— Start Dataset content —
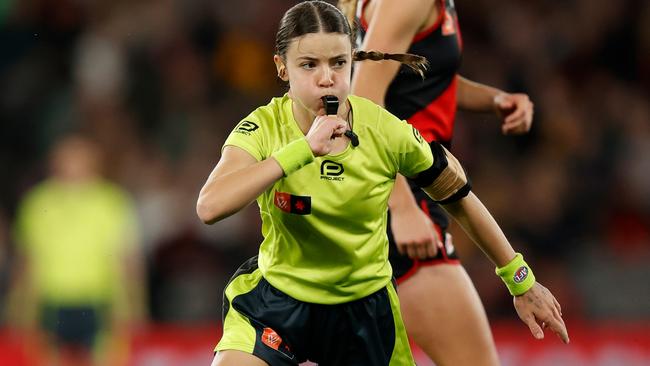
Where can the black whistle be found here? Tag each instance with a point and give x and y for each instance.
(331, 104)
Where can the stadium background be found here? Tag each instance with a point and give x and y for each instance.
(159, 84)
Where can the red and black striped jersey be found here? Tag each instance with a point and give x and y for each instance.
(429, 104)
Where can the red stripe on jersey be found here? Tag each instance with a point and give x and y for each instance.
(436, 121)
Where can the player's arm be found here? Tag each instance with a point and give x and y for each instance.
(515, 110)
(239, 178)
(391, 30)
(393, 25)
(236, 181)
(446, 182)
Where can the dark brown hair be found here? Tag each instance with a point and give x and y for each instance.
(318, 16)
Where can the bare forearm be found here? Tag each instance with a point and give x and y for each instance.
(401, 196)
(481, 227)
(475, 97)
(224, 195)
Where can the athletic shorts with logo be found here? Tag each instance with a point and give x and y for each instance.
(403, 266)
(262, 320)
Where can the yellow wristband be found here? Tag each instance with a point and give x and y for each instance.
(517, 275)
(294, 155)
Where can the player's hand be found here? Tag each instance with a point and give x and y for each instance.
(324, 130)
(516, 111)
(414, 232)
(539, 309)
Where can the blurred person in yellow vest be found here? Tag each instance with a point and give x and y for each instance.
(78, 288)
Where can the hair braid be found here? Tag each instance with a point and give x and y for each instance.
(349, 9)
(416, 63)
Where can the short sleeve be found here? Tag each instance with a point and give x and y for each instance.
(248, 136)
(412, 152)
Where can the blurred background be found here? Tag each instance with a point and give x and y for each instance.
(113, 113)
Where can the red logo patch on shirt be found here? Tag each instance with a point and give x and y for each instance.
(289, 203)
(271, 338)
(448, 25)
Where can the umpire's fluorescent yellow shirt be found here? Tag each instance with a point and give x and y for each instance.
(74, 238)
(324, 225)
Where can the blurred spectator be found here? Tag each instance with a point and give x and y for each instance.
(78, 287)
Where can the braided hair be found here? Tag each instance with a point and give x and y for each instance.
(319, 16)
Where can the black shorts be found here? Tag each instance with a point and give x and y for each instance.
(263, 321)
(403, 266)
(72, 326)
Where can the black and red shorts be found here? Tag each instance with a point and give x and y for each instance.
(403, 266)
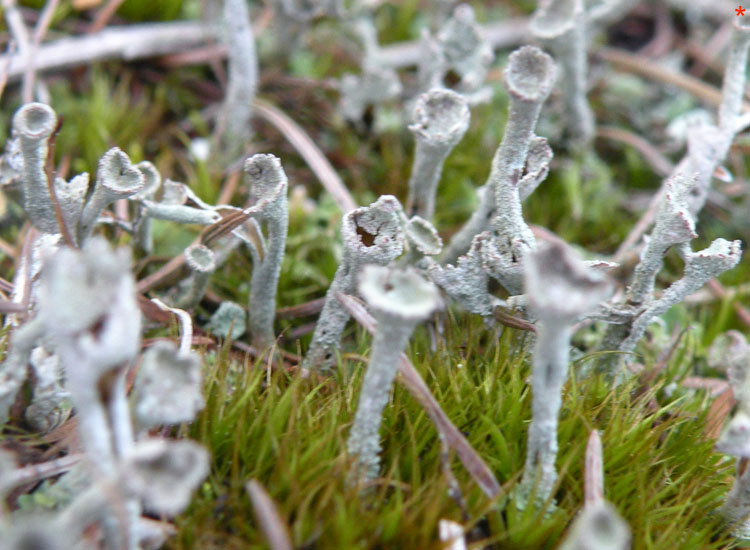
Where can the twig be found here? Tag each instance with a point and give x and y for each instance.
(309, 151)
(660, 163)
(153, 280)
(501, 34)
(104, 15)
(640, 65)
(126, 42)
(268, 517)
(413, 382)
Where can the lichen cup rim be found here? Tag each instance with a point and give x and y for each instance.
(403, 293)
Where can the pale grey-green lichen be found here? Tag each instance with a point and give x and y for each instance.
(560, 289)
(400, 299)
(467, 282)
(167, 388)
(87, 303)
(700, 267)
(164, 474)
(563, 25)
(142, 227)
(228, 321)
(441, 118)
(234, 125)
(528, 78)
(459, 48)
(49, 399)
(202, 263)
(372, 235)
(34, 124)
(597, 527)
(116, 179)
(268, 186)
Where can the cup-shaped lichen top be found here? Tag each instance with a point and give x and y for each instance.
(151, 180)
(530, 74)
(116, 179)
(266, 178)
(118, 176)
(372, 234)
(441, 118)
(400, 293)
(35, 121)
(168, 386)
(200, 258)
(88, 305)
(164, 473)
(559, 286)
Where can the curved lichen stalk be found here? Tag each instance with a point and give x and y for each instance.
(116, 178)
(372, 235)
(268, 186)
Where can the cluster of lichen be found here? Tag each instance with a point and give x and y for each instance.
(76, 330)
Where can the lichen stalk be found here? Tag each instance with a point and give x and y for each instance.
(549, 371)
(202, 263)
(234, 126)
(390, 340)
(34, 123)
(528, 78)
(400, 299)
(268, 185)
(563, 25)
(116, 179)
(371, 235)
(560, 288)
(441, 118)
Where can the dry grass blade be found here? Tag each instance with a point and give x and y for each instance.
(718, 414)
(640, 65)
(413, 382)
(268, 516)
(593, 481)
(310, 152)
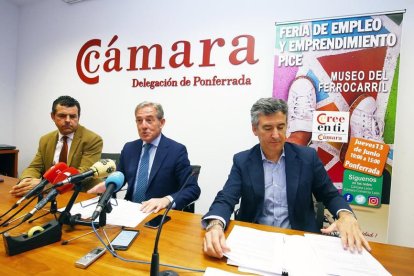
— End Dataset content —
▶ _Task instructions_: Rewrite the listing from the line containing "Where can the cup-shaped" through the end, keeping every request and scaling each x and y coordinate in the answers by 2.4, rounded to whole numbers with halves going up. Leave the pictures out.

▶ _Response to the exercise_:
Where can the cup-shaped lichen top be found here? Tag each instance with a point and give x and y for each instance.
(362, 432)
(1272, 178)
(278, 430)
(638, 427)
(283, 422)
(893, 562)
(1058, 283)
(960, 703)
(84, 290)
(403, 926)
(480, 619)
(211, 732)
(394, 1135)
(1342, 686)
Where can the curved lichen stalk be found here? Tag each instance with a point and give x and y for each instance.
(278, 427)
(893, 564)
(643, 446)
Where can the cluster of lichen be found here? Tag each instance with a point and give x and y for each instance.
(182, 792)
Where can the lichen stalk be found here? Tag each instance with a point and give x and y for each instance.
(1318, 890)
(485, 631)
(562, 302)
(936, 816)
(82, 295)
(1267, 187)
(960, 718)
(643, 444)
(1351, 60)
(278, 430)
(890, 564)
(1344, 691)
(1058, 283)
Where can the dry grass blade be found here? Tag each instance with a point and give x and y for each instance.
(1723, 994)
(1536, 156)
(991, 917)
(643, 1238)
(1423, 1154)
(744, 365)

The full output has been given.